*What to work on*
Find the line containing "Keypoint guideline: for each instance of the ceiling fan". Return it and every line after it, unchanged, up to and including the last line.

*Extracted data*
───
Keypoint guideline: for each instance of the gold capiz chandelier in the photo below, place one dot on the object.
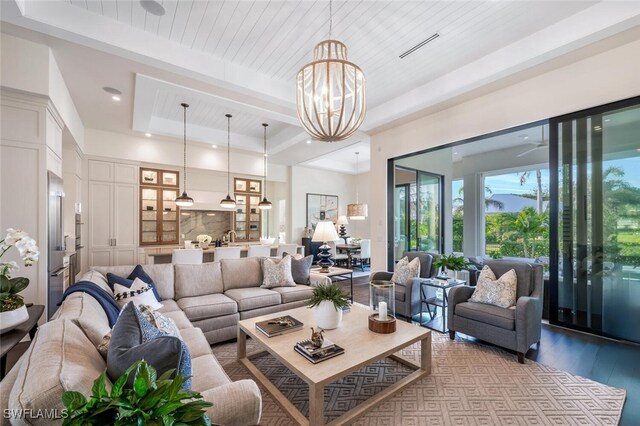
(330, 93)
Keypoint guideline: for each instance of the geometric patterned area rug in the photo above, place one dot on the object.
(470, 384)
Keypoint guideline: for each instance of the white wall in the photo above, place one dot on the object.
(602, 78)
(314, 181)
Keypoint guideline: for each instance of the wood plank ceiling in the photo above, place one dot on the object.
(276, 38)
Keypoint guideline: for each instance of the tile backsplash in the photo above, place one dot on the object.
(196, 222)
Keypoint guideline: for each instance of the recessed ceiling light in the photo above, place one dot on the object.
(153, 7)
(112, 90)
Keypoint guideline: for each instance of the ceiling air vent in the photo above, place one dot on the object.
(419, 45)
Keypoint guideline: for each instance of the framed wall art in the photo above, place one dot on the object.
(321, 207)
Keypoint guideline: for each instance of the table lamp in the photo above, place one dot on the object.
(342, 221)
(325, 231)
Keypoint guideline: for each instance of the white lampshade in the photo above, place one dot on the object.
(342, 220)
(325, 231)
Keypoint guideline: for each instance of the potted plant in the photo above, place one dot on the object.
(13, 312)
(328, 301)
(151, 401)
(450, 262)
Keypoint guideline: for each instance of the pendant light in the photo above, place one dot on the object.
(357, 211)
(265, 204)
(184, 200)
(330, 92)
(228, 202)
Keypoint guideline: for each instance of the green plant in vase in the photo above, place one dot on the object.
(12, 309)
(328, 301)
(450, 262)
(150, 401)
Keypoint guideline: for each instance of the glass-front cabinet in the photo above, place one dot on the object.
(247, 217)
(158, 211)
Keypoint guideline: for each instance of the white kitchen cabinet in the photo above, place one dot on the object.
(113, 214)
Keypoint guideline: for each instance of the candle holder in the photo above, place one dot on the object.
(382, 302)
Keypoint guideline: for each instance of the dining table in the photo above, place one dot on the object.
(349, 248)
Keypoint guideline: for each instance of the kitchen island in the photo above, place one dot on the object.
(164, 254)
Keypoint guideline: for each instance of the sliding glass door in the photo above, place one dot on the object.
(595, 184)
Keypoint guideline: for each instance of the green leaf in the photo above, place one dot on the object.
(99, 389)
(142, 380)
(72, 400)
(18, 284)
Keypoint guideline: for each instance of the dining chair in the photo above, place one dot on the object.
(226, 253)
(286, 248)
(259, 251)
(186, 257)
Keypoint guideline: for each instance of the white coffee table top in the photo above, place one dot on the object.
(362, 346)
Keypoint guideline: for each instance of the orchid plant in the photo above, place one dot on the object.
(10, 287)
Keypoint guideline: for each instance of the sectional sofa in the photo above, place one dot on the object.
(205, 301)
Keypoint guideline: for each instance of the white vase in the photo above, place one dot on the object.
(327, 316)
(11, 319)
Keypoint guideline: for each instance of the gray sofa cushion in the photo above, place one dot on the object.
(488, 314)
(198, 280)
(293, 294)
(129, 344)
(208, 306)
(161, 274)
(524, 272)
(425, 261)
(253, 298)
(241, 273)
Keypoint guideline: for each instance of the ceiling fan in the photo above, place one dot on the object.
(540, 145)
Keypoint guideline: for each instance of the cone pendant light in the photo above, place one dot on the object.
(184, 200)
(228, 202)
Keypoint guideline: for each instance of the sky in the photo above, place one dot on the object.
(510, 183)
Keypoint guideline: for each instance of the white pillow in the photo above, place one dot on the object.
(499, 292)
(406, 271)
(277, 273)
(139, 293)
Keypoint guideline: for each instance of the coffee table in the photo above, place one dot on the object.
(362, 347)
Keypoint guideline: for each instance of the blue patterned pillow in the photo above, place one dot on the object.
(138, 272)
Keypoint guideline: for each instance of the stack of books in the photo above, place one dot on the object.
(308, 350)
(277, 326)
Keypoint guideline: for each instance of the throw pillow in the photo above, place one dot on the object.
(159, 321)
(134, 338)
(300, 268)
(277, 274)
(138, 272)
(499, 292)
(406, 271)
(139, 293)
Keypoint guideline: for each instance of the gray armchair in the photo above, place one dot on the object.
(408, 295)
(516, 329)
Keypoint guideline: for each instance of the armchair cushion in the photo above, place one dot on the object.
(487, 314)
(500, 292)
(405, 270)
───
*Solved exercise*
Keypoint guideline: for each instance of the ceiling fan in the photo above, place one dot on the object.
(540, 145)
Keypoint guideline: for each instance of the cone pendant light in the photo above, place one dot on the object.
(184, 200)
(228, 202)
Keypoint guideline: for each instance of the sky in the photo above, place one dot on the object.
(510, 183)
Keypoint guideline: for each instance of the white pillow in the photo above, place one dot on the object.
(499, 292)
(406, 271)
(277, 273)
(139, 293)
Keypoint guideline: for each instance of the coffee table in the photo above, place one dot on the object.
(362, 347)
Keypoint guideline: for each instance of the blue patterned pillow in the photo above, place one dot on the object.
(138, 272)
Keypoint guideline: for each instance of the stack of books in the photo above, place one dot on the object.
(308, 350)
(277, 326)
Keypoint guideline: for each instance of the throw pillow in the photo above, place one dot on the object.
(159, 321)
(134, 338)
(300, 268)
(277, 274)
(138, 272)
(499, 292)
(406, 271)
(139, 293)
Keypoint guideline: for each instance of the gray armchair in the photo above, place one dot on the object.
(408, 295)
(516, 329)
Keypoint guideline: for each instance of the armchair cushion in the photo above, place one dot on the object.
(487, 314)
(500, 292)
(405, 270)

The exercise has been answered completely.